**PROBLEM DETAILS:** Rewrite the items from the line with "target | large gingham heart" through the line with "column 290, row 152", changing "instance" to "occurrence" and keeping everything else the same. Leave the pictures out.

**PROVIDED MATERIAL:**
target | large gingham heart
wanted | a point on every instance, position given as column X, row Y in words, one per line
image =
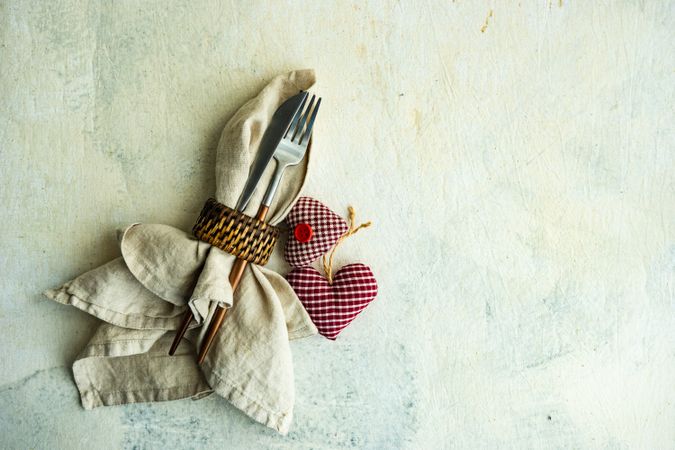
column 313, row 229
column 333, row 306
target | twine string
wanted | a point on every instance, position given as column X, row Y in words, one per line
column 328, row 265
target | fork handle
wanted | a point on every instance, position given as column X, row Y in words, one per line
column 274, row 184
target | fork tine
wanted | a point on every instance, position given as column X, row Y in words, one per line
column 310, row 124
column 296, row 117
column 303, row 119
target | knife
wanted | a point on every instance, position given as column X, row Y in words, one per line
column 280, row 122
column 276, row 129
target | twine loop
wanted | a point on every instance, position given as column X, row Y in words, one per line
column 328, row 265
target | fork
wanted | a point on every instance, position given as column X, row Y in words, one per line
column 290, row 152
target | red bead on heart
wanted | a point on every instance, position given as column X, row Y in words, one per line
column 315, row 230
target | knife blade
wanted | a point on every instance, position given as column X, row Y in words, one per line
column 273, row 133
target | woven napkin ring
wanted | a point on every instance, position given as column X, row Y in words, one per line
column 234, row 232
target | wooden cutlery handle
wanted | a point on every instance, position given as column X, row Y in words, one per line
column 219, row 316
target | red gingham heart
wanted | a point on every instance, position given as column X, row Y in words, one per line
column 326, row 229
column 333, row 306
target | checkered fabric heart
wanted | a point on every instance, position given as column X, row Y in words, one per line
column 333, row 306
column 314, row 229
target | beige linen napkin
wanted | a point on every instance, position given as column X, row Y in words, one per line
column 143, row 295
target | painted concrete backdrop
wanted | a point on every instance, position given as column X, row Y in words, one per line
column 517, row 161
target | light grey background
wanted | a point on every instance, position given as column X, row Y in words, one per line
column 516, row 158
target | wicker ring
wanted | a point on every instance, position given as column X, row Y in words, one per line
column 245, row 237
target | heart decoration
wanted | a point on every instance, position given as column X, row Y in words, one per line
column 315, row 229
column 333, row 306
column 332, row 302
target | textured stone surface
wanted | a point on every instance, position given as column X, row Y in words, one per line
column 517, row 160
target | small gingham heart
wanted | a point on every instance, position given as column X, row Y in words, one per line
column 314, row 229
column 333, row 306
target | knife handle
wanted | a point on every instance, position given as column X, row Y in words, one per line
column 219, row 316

==

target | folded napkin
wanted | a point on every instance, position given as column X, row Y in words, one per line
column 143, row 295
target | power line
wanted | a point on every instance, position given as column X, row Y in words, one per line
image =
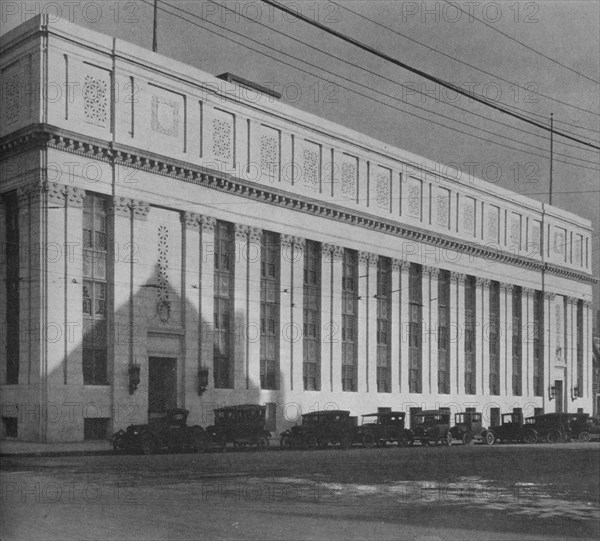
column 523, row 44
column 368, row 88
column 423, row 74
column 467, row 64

---

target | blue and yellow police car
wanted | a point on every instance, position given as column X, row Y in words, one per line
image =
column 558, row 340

**TASK RESULT:**
target | large gingham heart
wanted | a point on every occurrence, position given as column X, row Y in words, one per line
image =
column 313, row 229
column 333, row 306
target | twine string
wanted | a point on every occurrence, position given as column X, row Y in words, one per line
column 328, row 265
target | fork handle
wanted | a point on every occurrence, position given as column X, row Y in words, one per line
column 274, row 184
target | fork tine
wanted | a point on every occurrence, position given as column X, row Y in words, one per line
column 310, row 124
column 296, row 117
column 303, row 119
target | knife
wanted | a point on every occurrence, position given as column X, row Y in words, one per line
column 280, row 122
column 276, row 129
target | twine loop
wanted | a point on every occurrence, position given as column X, row Y in words, one per line
column 328, row 265
target | fork
wanted | a point on every occurrence, position given as column X, row Y in words, one per line
column 290, row 152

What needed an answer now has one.